Exercise goal:
Pick out and copy every line below that has the word "instance".

■ ■ ■ ■

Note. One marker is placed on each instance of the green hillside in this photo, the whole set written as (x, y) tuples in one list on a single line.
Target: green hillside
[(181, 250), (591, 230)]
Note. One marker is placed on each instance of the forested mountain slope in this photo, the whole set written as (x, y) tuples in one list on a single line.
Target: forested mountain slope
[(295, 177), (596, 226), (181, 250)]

■ ■ ■ ■

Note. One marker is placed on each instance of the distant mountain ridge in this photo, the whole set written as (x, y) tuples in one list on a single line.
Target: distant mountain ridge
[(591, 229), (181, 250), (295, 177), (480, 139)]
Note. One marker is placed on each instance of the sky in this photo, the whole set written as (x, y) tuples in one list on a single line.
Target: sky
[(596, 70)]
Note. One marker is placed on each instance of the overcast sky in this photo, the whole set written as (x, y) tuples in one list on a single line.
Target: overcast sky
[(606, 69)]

■ ■ ■ ■

Task output:
Note. One marker is placed on each instance of the green hillside in this photo, the whole set written as (x, y) tuples in one list on a single line.
Note. One marker is placed on each instance of the forested mountain slope in this photo, the whole set written as (x, y) tuples in one list on a single line.
Note. One marker is placed on each instance of the distant mountain ridge in this photo, the whole set written as (x, y) tuples in one list on a single line.
Note. One marker is placed on each instance of the sky in this photo, the whole set written as (x, y) tuples in one list on a single line.
Note. One marker is placed on each instance of the overcast sky in this photo, the whole set written as (x, y) tuples in one list on a single line.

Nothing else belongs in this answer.